● **Extrait fourni**:
Fascinée par l’évolution scientifique, Morgane Le Guillan s’interroge depuis près de dix ans sur le corps en devenir et ces manipulations outrancières. C’est donc avec une certaine diligence que l’artiste s’est insinuée dans les salles du Musée de l’Hospice Saint-Roch et dans les livres anciens pour y puiser la matière de ces nouvelles installations.

Interpellée par l’atmosphère à la fois inquiétante et enchanteresse de l’apothicairerie, elle nous présente un « Jardin des simples » un peu particulier, à l’ambiance d’alcôve, sorte de boudoir où se jouent des histoires entremêlées autour de l’intime. Ici, seules les plantes ayant pour vertu d’aider à la reproduction sont conservées. Enfermés dans de petites bourses, les simples sont comme des objets précieux reposant sur un lit de cire. Trônant sur ce parterre immaculé, un guéridon, table de préparation où sont disposés divers éléments, divers ingrédients. Le sucre, l’huile et le miel, trois composants essentiels de l’apothicairerie, trois ingrédients chargés de sensualité et d’érotisme. Et puis, accrochées aux plis des bourses, ces recettes d’un autre temps, recettes improbables laissant transparaître des pratiques parfois inquiétantes, ambiguës et souvent dérisoires. Des croyances aujourd’hui fanées, mais qui interrogent notre position face aux avancées pharmaceutiques. C’est bien d’envoûtement et de séduction qu’il s’agit ici.

Incrustée de flacons, « l’officine » quant à elle se réfère aux pharmacies anciennes avec leurs étagères en bois, flanquées de bocaux, flacons et autres contenants aux contenus énigmatiques. Flacons vides, seules les étiquettes pourraient nous renseigner sur leur contenu. Mais il n’en est rien. Les étiquettes défilent des extraits d’un livre de Roland Barthes, « Fragments d’un discours amoureux ». Quelqu’un parle. Parle d’un corps à venir, d’un corps espéré, recherché, rêvé, idéalisé.

● **Données brutes**:
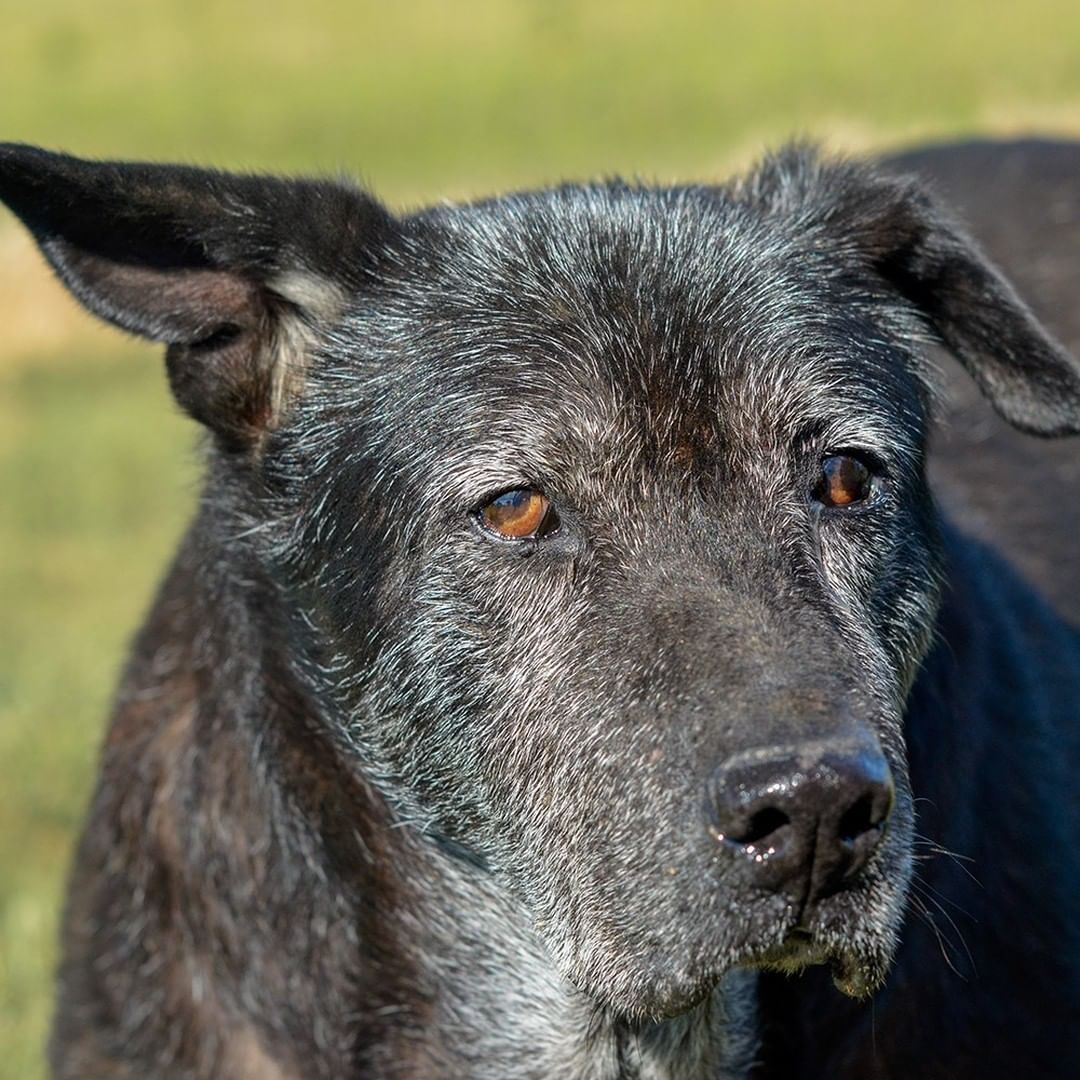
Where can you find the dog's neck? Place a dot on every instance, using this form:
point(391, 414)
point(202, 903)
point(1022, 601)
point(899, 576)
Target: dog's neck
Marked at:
point(304, 930)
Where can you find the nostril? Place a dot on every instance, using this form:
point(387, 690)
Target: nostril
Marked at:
point(761, 824)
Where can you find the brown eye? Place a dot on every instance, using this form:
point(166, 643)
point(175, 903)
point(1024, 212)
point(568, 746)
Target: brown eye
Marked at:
point(520, 514)
point(844, 481)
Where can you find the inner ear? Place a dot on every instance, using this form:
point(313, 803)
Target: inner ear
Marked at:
point(234, 274)
point(237, 351)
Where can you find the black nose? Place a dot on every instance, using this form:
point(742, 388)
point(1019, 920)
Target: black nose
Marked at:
point(802, 820)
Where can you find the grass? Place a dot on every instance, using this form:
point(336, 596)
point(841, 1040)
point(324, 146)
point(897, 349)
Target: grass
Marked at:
point(423, 98)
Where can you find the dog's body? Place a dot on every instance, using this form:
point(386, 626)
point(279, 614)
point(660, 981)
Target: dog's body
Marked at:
point(392, 791)
point(998, 699)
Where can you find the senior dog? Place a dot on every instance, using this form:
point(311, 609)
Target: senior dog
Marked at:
point(566, 632)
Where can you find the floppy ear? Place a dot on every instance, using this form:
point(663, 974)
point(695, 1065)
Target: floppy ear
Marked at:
point(909, 241)
point(230, 272)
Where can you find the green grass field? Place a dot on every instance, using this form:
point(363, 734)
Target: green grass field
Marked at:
point(422, 99)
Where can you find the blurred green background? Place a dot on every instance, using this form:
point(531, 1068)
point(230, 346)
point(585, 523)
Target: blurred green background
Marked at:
point(422, 99)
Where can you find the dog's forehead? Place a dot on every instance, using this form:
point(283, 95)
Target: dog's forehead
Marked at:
point(602, 323)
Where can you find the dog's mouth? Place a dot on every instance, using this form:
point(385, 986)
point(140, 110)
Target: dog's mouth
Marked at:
point(853, 974)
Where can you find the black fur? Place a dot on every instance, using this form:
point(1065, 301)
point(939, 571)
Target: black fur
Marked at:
point(388, 795)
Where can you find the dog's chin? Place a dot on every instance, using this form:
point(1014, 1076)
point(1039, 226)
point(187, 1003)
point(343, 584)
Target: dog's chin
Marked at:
point(858, 949)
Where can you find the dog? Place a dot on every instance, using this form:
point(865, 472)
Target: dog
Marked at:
point(567, 634)
point(985, 983)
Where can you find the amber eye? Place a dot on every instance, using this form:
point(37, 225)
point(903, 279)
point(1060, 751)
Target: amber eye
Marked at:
point(520, 515)
point(844, 482)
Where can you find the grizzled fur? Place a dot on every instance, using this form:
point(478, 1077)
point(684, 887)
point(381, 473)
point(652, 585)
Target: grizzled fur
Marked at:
point(386, 795)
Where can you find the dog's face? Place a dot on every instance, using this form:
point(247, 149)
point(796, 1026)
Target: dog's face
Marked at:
point(598, 518)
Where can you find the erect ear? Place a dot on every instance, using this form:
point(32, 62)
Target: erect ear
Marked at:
point(231, 272)
point(901, 233)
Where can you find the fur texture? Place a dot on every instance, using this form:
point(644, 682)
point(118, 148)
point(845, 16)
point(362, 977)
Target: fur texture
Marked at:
point(388, 795)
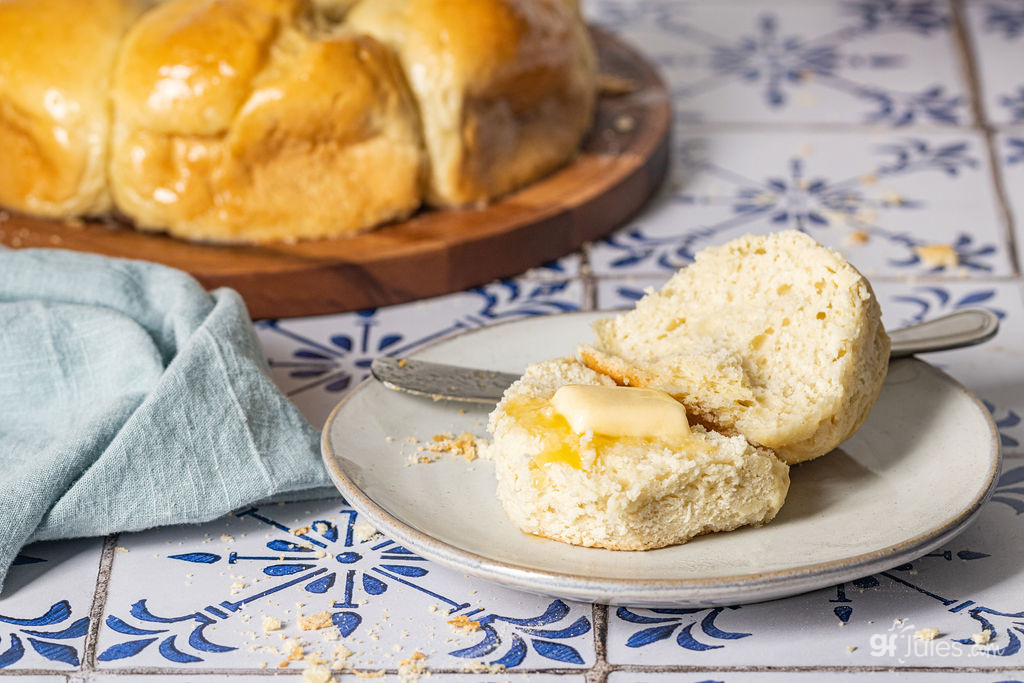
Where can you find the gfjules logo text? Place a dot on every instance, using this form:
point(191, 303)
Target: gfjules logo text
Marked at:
point(905, 641)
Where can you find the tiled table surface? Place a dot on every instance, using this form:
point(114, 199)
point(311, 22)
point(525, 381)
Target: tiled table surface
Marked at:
point(895, 118)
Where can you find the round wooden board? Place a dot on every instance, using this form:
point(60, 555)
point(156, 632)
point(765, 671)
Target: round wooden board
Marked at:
point(435, 252)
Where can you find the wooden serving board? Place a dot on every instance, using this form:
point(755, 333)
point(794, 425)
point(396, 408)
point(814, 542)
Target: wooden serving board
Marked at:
point(435, 252)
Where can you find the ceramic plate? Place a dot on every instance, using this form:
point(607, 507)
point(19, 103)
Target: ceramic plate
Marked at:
point(913, 476)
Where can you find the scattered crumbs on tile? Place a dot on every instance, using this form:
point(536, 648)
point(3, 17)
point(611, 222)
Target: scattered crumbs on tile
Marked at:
point(463, 625)
point(369, 674)
point(316, 674)
point(410, 670)
point(483, 668)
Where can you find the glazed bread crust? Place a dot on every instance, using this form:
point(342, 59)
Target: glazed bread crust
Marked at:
point(772, 337)
point(253, 121)
point(55, 68)
point(506, 88)
point(264, 133)
point(632, 496)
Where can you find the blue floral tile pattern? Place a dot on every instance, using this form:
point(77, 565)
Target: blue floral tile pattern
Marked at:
point(996, 29)
point(954, 589)
point(44, 611)
point(1010, 152)
point(316, 359)
point(813, 677)
point(887, 62)
point(879, 198)
point(383, 601)
point(851, 120)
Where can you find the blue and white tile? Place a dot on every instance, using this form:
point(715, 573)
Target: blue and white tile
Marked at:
point(996, 29)
point(341, 678)
point(969, 586)
point(315, 360)
point(44, 608)
point(815, 677)
point(1010, 150)
point(196, 597)
point(993, 370)
point(895, 191)
point(875, 61)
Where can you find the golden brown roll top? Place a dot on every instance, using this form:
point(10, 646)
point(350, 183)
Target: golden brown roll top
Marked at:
point(506, 88)
point(54, 77)
point(266, 120)
point(232, 125)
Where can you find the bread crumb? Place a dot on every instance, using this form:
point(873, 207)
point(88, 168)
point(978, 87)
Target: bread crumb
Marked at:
point(410, 670)
point(364, 530)
point(857, 238)
point(464, 444)
point(317, 674)
point(483, 668)
point(613, 86)
point(315, 622)
point(938, 256)
point(464, 626)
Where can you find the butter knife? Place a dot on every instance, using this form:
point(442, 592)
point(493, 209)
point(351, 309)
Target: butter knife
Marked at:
point(443, 382)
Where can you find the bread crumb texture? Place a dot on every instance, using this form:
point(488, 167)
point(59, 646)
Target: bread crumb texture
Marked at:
point(638, 494)
point(772, 337)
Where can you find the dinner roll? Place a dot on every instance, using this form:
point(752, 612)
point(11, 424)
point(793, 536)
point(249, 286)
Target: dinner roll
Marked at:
point(772, 337)
point(630, 493)
point(235, 124)
point(505, 88)
point(55, 66)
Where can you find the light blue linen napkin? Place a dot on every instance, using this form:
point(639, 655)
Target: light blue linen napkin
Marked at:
point(130, 397)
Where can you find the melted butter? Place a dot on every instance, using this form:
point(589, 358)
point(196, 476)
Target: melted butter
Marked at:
point(561, 444)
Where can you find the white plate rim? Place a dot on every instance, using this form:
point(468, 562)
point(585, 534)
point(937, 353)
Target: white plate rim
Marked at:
point(674, 592)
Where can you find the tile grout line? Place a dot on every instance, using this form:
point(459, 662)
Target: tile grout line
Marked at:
point(98, 603)
point(969, 65)
point(599, 672)
point(588, 279)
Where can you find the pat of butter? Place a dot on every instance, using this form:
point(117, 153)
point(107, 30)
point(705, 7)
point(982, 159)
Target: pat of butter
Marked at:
point(622, 412)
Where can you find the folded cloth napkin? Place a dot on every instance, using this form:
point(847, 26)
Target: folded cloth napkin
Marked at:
point(130, 397)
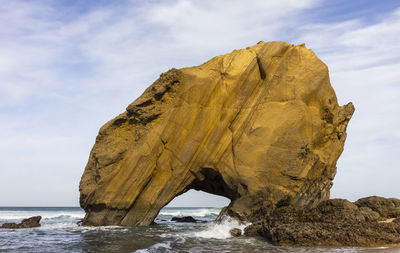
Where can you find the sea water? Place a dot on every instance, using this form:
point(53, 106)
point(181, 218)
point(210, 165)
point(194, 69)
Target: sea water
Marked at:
point(59, 232)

● **Action demandée 1**: Résumez en deux phrases l'extrait sur les installations de Morgane Le Guillan.
● **Action demandée 2**: Donnez la suite de l'extrait sur les installations de Morgane Le Guillan, à partir de sa dernière phrase.
Le matériel est sans lien avec l'extrait.

● **Votre réponse 1**: Fascinée depuis près de dix ans par le corps en devenir, Morgane Le Guillan a puisé dans les salles du Musée de l'Hospice Saint-Roch et dans des livres anciens la matière de nouvelles installations. Elle y présente un « Jardin des simples » où ne sont conservées que les plantes aidant à la reproduction, enfermées dans de petites bourses, ainsi qu'une « officine » aux flacons vides dont les étiquettes reprennent des extraits des « Fragments d'un discours amoureux » de Roland Barthes.

● **Votre réponse 2**:
Habituellement, le corps présenté en flacon ou tout autre récipient voué à l’étude, est un corps monstrueux, difforme, c’est le corps des monstres de foire, celui des cabinets de curiosités.
Ici, pas de corps dans les flacons, pas de monstre, pas de difformité. Le corps est absent. Uniquement évoqué par ce locuteur qui parle d’un autre attendu, aimé, fantasmé… Mais non moins monstrueux. Un malaise, inévitablement, s’instaure. Une tension. L’attente de ce corps est froide, clinique, aseptisée. Le texte, haché, découpé, morcelé, à l’image de cet autre désiré.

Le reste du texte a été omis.